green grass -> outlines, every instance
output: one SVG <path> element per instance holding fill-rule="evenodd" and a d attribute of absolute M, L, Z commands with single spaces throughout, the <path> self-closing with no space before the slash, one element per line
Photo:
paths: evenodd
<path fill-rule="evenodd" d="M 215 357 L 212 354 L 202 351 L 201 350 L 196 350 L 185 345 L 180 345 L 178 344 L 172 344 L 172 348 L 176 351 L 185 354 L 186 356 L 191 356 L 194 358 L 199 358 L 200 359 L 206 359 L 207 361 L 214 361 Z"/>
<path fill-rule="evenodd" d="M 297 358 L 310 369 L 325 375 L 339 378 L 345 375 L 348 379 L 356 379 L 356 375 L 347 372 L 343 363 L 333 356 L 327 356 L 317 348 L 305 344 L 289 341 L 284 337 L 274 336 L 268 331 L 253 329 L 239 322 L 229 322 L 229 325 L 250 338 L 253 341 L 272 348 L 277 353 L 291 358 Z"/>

Written exercise: Can you reproduce every line of the material above without changing anything?

Answer to the problem:
green grass -> outlines, every instance
output: one SVG <path> element per instance holding fill-rule="evenodd" and a d attribute of absolute M, L, Z commands with single spaces throughout, the <path> self-closing with no space before the slash, one element per line
Photo:
paths: evenodd
<path fill-rule="evenodd" d="M 215 357 L 212 354 L 202 351 L 201 350 L 196 350 L 185 345 L 180 345 L 178 344 L 172 344 L 172 348 L 176 351 L 185 354 L 186 356 L 191 356 L 194 358 L 199 358 L 200 359 L 206 359 L 207 361 L 214 361 Z"/>
<path fill-rule="evenodd" d="M 297 358 L 310 369 L 325 375 L 339 378 L 345 375 L 348 379 L 356 379 L 356 375 L 347 372 L 343 363 L 333 356 L 327 356 L 317 348 L 305 344 L 289 341 L 284 337 L 274 336 L 268 331 L 253 329 L 239 322 L 229 322 L 229 325 L 250 338 L 253 341 L 272 348 L 277 353 L 291 358 Z"/>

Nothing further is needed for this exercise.